▶ **Pointing dataset excerpts**
·····

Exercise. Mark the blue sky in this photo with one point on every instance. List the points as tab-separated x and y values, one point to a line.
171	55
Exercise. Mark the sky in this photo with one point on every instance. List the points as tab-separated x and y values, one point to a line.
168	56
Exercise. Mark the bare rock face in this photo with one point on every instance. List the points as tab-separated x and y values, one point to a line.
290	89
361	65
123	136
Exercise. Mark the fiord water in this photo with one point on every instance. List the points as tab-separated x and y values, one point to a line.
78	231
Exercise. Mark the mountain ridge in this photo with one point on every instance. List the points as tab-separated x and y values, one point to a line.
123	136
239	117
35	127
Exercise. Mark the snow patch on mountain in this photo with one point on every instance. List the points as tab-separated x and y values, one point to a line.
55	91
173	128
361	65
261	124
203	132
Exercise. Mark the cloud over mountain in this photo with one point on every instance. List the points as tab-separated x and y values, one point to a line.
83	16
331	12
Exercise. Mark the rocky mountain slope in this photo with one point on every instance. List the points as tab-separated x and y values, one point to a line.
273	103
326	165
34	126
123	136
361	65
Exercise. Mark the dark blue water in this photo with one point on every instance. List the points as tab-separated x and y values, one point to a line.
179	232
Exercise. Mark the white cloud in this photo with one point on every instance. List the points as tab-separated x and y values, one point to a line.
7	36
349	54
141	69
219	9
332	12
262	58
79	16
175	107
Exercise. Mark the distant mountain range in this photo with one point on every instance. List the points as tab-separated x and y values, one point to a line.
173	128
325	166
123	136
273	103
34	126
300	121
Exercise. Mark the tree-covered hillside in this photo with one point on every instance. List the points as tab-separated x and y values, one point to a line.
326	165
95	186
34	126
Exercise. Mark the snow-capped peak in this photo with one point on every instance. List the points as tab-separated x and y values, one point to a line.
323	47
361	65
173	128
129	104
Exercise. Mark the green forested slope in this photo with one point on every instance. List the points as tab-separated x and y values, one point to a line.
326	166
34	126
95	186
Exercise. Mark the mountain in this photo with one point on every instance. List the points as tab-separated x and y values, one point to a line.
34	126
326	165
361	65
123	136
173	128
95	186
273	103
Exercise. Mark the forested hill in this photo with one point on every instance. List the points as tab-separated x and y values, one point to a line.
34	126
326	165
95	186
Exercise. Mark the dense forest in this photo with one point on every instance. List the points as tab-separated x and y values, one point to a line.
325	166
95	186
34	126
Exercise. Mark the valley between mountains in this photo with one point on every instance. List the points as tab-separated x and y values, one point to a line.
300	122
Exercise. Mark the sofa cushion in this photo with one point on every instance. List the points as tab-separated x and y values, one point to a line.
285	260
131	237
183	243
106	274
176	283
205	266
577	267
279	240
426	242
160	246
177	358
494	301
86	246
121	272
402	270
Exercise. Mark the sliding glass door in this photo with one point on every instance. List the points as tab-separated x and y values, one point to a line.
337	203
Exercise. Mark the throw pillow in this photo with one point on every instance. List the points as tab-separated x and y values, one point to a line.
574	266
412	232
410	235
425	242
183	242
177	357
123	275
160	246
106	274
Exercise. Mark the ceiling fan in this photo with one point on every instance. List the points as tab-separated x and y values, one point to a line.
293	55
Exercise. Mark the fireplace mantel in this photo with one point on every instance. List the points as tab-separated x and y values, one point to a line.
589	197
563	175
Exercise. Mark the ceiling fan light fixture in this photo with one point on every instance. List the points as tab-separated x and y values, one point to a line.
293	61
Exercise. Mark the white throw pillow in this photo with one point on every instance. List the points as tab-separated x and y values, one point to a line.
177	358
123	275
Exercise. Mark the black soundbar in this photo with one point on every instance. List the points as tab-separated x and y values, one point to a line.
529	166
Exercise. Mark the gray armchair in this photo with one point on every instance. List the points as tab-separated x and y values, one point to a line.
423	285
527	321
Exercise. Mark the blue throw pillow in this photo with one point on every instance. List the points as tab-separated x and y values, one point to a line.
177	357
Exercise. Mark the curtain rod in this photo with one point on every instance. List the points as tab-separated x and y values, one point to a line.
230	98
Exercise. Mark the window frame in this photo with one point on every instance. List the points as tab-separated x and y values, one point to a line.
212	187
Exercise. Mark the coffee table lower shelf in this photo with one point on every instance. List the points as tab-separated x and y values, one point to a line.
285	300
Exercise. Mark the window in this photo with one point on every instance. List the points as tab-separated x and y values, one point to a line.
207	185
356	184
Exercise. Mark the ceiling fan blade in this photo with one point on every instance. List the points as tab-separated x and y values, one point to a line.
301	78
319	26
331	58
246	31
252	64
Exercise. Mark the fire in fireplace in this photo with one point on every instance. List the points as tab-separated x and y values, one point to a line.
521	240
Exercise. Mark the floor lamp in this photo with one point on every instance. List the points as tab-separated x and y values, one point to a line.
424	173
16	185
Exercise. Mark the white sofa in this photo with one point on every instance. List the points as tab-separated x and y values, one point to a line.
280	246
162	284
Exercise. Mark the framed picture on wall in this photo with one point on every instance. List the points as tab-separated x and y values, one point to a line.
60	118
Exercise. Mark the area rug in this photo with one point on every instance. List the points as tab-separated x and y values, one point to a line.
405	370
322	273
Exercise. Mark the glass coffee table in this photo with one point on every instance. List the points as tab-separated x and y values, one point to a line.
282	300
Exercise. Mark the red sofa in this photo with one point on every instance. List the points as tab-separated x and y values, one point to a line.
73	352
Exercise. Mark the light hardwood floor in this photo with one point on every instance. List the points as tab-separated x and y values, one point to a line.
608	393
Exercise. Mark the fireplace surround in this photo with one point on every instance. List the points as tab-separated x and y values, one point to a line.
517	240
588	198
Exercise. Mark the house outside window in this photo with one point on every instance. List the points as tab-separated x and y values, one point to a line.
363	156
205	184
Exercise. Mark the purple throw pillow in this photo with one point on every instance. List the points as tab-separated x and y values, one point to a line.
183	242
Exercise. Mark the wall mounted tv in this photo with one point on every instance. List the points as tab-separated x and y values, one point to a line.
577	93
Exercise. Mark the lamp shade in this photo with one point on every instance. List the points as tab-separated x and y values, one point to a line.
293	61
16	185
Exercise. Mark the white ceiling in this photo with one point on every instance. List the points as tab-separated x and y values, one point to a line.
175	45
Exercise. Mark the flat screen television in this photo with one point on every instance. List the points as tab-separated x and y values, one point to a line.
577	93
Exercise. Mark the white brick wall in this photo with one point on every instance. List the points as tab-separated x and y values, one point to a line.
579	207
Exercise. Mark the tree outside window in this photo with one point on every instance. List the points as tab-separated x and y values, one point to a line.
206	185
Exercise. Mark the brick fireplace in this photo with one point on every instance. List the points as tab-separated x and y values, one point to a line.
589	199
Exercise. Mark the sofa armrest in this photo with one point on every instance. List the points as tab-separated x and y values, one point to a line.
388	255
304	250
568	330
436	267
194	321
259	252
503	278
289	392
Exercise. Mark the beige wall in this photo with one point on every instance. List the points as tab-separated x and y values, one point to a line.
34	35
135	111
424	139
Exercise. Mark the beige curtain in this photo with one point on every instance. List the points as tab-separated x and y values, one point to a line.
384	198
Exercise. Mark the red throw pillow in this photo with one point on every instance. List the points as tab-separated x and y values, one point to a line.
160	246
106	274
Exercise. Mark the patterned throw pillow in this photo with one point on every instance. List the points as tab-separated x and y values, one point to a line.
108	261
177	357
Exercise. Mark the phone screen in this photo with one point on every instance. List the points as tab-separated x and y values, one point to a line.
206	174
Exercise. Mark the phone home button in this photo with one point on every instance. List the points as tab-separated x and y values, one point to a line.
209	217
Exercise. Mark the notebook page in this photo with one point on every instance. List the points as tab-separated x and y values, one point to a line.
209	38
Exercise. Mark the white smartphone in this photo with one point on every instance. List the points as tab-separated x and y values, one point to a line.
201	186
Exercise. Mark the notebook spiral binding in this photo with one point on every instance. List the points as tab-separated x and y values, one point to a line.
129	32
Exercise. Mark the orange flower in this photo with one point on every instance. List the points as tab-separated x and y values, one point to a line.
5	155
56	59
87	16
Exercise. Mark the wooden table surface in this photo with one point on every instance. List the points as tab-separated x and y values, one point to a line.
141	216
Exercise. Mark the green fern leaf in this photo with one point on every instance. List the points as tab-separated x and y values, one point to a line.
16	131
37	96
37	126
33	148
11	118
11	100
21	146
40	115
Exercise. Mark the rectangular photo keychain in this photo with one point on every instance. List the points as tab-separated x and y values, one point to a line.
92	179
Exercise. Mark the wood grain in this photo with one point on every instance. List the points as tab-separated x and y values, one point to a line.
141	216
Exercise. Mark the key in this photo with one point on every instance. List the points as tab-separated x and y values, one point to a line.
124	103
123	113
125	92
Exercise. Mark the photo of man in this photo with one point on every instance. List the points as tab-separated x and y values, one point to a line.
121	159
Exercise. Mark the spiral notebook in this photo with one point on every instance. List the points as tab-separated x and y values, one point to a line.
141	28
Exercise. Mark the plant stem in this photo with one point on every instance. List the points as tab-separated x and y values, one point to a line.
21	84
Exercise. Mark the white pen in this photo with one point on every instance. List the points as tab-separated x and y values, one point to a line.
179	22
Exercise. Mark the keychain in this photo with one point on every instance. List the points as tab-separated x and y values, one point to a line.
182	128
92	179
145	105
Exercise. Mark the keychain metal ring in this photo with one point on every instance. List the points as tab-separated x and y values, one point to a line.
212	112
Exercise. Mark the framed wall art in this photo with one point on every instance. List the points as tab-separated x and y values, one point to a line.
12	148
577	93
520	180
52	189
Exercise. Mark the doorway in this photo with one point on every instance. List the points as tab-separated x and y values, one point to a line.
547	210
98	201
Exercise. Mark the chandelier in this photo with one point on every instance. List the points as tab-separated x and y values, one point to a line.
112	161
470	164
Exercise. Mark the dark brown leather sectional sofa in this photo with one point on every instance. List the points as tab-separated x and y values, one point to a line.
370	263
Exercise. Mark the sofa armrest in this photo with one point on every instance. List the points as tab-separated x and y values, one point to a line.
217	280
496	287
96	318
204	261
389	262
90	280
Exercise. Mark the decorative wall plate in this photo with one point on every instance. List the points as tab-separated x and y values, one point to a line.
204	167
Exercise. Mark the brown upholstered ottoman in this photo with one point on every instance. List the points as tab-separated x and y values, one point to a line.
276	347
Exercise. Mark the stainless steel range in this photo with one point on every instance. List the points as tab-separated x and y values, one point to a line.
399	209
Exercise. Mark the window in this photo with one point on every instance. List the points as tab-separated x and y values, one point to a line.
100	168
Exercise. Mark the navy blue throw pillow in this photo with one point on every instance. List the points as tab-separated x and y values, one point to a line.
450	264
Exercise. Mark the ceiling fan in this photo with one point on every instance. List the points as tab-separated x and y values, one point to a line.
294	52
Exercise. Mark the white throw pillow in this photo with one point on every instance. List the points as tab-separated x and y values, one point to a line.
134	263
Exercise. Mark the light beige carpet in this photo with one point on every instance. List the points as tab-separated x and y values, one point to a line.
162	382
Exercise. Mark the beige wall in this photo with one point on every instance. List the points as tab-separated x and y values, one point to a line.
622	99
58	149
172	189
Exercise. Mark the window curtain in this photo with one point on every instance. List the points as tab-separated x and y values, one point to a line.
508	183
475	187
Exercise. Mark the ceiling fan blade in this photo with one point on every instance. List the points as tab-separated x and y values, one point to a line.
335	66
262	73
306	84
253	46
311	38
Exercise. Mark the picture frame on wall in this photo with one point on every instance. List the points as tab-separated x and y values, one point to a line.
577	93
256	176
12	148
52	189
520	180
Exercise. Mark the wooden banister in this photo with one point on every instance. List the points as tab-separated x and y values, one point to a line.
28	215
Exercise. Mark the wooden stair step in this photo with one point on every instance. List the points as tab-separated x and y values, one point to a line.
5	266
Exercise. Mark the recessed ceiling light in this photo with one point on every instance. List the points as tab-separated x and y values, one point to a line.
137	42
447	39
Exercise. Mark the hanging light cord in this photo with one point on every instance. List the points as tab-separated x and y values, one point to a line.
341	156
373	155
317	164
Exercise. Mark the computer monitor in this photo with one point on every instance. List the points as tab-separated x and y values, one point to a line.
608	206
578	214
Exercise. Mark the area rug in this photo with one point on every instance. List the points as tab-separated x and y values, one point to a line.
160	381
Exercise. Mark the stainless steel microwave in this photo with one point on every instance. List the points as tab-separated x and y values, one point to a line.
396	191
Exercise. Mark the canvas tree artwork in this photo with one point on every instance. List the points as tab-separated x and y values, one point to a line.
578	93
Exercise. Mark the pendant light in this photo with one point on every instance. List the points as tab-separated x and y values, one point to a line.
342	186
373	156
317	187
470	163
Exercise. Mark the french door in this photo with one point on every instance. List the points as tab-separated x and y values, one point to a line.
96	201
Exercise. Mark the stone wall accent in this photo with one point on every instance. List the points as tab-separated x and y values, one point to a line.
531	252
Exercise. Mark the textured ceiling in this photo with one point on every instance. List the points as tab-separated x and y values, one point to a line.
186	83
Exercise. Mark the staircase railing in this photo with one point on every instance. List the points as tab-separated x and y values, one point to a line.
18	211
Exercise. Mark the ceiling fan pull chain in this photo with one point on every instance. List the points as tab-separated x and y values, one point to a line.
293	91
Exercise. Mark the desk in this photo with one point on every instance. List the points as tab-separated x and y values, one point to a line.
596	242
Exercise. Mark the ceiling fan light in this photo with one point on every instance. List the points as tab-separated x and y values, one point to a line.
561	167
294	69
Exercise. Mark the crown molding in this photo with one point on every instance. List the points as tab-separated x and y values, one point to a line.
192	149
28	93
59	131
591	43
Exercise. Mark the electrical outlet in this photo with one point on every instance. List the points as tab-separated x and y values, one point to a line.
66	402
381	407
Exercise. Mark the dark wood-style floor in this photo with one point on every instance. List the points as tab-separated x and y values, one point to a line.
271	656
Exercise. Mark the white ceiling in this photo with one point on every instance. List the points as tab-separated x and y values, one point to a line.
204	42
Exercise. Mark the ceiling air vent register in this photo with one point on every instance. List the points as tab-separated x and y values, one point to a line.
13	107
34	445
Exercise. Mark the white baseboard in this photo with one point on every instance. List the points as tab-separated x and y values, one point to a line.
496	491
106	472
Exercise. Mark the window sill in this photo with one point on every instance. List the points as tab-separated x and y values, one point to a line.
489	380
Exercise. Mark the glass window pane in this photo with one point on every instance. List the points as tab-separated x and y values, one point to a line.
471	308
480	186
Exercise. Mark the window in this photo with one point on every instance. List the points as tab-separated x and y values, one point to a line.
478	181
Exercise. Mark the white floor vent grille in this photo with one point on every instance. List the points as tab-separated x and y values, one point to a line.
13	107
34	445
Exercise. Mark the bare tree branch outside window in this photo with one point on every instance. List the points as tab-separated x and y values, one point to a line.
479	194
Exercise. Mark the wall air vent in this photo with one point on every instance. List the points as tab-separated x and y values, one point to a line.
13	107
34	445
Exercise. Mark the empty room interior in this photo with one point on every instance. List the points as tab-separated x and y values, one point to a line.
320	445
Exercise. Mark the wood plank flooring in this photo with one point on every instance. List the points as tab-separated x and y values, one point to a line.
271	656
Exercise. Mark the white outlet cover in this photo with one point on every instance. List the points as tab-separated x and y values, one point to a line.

·····

▶ **TASK DIRECTIONS**
Each line from the one containing "Exercise. Mark the dark wood-style" to the end of the listing above should be copied exactly, and nothing else.

▶ **WRITTEN ANSWER**
Exercise. Mark the dark wood-style floor in this photo with one point on every instance. List the points as tab-separated x and y values, one point to a line.
271	656
Exercise. Mark the white ceiling in this photo with one point on every instance. List the points as tab-separated x and y values, one point to a line.
204	42
Exercise. Mark the ceiling air vent register in this photo with one point on every instance. List the points as tab-separated x and y values, one point to a line.
13	107
34	445
Exercise. Mark the white baseboard in this photo with one point on every instance. List the points as tab-separated x and y values, one point to a line.
496	491
106	472
Exercise. Mark the window sill in this photo with one point on every instance. List the points as tab-separated x and y values, one point to a line.
489	380
Exercise. Mark the glass window pane in this photo with one point on every instance. List the points as tab-separated x and y values, one point to a line.
471	308
480	186
Exercise. Mark the window in this photo with one point on every instance. List the points as tab-separated x and y values, one point to a line.
478	181
Exercise. Mark the white floor vent grille in this photo with one point on every instance. List the points as tab-separated x and y values, one point to a line.
13	107
34	445
Exercise. Mark the bare tree branch outside window in this photo with one point on every instance. List the points as tab-separated x and y values, one point to a line.
479	194
Exercise. Mark the wall air vent in this photo with one point on every instance. List the points as tab-separated x and y values, one point to a line.
13	107
34	445
Exercise. Mark the empty room interior in this photo with one point on every instance. List the points as tab-separated x and y values, one point to a line.
320	445
Exercise. Mark the wood plank flooring in this photo with one point on every instance. List the points as tab-separated x and y values, one point to a line.
271	656
Exercise. Mark the white outlet cover in this photo with one point on every instance. List the points as tab-separated x and y values, one point to a line.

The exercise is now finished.